Stored data entries

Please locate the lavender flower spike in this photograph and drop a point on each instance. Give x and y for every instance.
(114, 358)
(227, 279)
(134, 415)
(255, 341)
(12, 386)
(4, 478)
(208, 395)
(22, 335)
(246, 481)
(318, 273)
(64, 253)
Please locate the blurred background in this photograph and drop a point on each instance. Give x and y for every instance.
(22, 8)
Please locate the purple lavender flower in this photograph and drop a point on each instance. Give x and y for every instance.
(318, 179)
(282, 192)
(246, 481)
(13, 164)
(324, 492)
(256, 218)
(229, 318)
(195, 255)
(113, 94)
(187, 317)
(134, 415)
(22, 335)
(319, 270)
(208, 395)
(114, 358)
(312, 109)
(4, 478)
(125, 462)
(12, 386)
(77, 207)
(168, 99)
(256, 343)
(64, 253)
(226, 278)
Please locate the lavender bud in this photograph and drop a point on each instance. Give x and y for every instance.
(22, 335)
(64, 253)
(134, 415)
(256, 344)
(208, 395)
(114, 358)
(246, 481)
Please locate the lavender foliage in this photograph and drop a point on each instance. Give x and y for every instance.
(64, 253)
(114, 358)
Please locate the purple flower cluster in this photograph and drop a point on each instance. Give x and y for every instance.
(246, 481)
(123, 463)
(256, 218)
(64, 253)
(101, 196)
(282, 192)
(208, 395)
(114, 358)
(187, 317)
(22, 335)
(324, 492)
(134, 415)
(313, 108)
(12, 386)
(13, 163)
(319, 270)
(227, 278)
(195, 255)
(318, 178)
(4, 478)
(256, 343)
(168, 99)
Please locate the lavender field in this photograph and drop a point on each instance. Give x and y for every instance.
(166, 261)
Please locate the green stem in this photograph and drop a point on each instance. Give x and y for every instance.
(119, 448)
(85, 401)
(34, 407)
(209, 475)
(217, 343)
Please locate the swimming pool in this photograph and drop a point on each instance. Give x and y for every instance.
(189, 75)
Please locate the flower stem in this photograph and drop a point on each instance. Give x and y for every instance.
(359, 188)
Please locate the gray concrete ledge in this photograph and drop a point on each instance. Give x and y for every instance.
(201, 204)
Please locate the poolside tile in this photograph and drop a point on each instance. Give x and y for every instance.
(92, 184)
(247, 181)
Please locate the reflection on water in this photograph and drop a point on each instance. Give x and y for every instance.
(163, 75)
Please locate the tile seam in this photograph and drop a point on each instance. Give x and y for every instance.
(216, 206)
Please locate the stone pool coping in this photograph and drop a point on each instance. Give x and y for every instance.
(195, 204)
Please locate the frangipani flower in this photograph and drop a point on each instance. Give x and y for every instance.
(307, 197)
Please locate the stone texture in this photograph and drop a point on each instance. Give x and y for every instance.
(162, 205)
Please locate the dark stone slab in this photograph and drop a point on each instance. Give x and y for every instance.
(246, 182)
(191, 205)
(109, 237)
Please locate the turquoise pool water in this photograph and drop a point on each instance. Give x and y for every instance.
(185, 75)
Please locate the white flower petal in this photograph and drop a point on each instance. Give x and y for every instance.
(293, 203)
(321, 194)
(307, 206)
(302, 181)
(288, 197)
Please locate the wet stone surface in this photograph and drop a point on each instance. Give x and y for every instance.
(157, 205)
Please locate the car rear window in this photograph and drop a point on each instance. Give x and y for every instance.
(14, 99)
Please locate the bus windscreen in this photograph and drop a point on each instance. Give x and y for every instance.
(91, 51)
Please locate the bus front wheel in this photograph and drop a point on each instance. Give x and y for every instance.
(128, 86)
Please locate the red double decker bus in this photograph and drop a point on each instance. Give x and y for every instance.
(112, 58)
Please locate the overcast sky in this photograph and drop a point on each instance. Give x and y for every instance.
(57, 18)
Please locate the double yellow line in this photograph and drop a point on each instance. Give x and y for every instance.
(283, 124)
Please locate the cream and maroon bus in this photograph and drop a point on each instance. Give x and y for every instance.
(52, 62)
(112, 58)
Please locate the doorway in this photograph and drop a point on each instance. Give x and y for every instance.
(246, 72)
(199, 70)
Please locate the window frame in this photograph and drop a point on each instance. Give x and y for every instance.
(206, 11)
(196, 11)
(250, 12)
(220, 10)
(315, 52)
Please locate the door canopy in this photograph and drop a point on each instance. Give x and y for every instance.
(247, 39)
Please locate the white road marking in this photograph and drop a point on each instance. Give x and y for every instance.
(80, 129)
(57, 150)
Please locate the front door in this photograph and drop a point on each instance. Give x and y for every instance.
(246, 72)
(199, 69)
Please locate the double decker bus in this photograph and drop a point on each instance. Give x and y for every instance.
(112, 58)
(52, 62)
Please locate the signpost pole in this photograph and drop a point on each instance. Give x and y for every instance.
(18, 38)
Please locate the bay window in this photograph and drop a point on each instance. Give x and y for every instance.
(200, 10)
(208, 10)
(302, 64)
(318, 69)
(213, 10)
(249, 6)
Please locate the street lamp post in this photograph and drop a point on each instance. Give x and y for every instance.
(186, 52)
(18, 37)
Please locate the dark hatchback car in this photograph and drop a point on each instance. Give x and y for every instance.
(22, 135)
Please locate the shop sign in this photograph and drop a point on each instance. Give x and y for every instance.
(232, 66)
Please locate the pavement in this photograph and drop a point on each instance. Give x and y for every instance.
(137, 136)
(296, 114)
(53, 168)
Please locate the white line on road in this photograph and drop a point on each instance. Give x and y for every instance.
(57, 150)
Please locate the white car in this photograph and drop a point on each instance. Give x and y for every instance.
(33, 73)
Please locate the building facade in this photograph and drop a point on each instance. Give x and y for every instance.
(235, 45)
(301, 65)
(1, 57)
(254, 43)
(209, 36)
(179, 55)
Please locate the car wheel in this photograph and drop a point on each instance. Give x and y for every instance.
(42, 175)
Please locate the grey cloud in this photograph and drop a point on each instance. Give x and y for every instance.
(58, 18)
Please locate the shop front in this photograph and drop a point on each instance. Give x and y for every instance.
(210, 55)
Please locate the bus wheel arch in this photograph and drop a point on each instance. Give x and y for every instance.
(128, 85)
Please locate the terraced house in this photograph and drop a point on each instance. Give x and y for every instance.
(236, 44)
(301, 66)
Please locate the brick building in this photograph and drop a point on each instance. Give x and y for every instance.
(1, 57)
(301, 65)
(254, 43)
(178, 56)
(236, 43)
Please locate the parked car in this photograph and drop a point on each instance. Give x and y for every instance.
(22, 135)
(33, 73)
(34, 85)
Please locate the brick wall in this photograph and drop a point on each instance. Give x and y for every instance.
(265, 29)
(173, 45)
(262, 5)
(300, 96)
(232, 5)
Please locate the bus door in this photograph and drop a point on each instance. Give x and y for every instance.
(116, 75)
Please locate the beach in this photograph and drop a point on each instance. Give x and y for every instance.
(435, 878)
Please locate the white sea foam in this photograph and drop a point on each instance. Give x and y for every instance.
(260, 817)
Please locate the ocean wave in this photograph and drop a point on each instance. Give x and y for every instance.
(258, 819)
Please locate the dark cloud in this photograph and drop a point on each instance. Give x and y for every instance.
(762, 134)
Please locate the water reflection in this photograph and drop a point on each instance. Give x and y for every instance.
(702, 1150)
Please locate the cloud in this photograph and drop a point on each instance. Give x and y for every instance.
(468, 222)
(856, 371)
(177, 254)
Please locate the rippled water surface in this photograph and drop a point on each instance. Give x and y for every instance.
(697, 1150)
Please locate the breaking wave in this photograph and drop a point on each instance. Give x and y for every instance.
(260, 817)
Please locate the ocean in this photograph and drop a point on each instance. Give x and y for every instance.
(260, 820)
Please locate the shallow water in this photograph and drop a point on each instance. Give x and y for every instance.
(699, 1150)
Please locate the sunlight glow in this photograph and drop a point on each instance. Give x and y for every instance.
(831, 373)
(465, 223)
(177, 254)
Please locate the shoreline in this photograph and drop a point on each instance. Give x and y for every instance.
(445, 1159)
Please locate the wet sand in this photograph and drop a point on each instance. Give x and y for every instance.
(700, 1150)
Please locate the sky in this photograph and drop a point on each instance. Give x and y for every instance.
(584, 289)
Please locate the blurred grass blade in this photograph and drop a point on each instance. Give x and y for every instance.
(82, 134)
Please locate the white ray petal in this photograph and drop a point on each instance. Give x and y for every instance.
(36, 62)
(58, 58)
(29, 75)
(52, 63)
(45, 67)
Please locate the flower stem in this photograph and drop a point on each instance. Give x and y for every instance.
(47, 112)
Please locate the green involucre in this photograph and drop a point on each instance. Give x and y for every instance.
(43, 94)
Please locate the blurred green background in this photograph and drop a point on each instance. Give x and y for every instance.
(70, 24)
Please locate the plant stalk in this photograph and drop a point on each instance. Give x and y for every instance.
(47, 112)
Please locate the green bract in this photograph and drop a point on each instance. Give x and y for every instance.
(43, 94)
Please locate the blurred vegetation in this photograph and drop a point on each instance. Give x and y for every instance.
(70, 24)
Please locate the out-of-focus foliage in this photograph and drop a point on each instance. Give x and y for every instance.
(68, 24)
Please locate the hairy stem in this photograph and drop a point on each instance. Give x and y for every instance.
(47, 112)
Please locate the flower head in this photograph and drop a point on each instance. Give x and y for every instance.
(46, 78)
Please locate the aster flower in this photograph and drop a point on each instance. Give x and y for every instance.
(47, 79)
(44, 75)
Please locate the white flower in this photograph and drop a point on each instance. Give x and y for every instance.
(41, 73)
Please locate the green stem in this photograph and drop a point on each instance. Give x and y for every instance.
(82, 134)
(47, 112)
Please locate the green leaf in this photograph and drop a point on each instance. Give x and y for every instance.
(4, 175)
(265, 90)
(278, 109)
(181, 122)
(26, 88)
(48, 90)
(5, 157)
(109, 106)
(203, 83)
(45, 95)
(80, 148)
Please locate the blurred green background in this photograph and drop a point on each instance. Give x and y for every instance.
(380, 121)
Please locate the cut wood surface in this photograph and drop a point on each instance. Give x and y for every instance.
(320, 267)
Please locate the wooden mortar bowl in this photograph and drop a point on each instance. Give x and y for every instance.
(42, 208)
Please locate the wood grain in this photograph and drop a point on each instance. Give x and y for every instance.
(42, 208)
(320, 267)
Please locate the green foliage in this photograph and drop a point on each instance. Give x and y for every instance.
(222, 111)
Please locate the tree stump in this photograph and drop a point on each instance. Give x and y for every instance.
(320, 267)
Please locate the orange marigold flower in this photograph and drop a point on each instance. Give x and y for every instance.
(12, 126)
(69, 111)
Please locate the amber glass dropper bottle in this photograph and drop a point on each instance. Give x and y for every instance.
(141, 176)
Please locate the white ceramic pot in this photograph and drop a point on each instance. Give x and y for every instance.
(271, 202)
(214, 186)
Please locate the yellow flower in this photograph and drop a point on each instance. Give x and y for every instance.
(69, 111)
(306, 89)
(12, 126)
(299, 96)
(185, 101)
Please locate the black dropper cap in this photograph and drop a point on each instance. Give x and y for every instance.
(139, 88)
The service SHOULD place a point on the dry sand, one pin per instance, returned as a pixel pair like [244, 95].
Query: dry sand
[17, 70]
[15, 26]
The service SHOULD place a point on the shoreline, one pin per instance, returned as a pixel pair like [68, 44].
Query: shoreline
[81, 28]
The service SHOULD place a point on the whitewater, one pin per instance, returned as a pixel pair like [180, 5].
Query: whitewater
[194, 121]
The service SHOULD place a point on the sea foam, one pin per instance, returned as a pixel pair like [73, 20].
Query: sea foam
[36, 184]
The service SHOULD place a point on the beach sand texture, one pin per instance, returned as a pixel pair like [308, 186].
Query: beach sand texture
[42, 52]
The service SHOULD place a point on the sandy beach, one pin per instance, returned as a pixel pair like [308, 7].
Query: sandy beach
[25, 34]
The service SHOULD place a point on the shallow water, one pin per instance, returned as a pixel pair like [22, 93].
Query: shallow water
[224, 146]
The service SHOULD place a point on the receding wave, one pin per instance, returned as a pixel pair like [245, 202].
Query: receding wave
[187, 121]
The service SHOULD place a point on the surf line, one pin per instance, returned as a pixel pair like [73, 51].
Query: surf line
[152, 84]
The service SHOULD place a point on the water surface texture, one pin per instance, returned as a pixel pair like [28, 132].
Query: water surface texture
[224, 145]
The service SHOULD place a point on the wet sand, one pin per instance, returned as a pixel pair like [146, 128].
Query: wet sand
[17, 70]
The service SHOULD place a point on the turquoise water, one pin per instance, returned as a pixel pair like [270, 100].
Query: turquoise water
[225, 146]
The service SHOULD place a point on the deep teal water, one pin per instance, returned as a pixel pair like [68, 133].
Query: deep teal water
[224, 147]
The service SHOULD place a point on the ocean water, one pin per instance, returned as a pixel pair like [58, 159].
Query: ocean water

__Exercise objective__:
The lines from the one with "Query: deep teal water" through the final line of the data are to be reproduced exactly, both included, with no other lines.

__Response__:
Query: deep teal water
[224, 147]
The service SHOULD place a point on the ocean water, one pin per instance, returned as a pixel pair like [58, 159].
Query: ocean water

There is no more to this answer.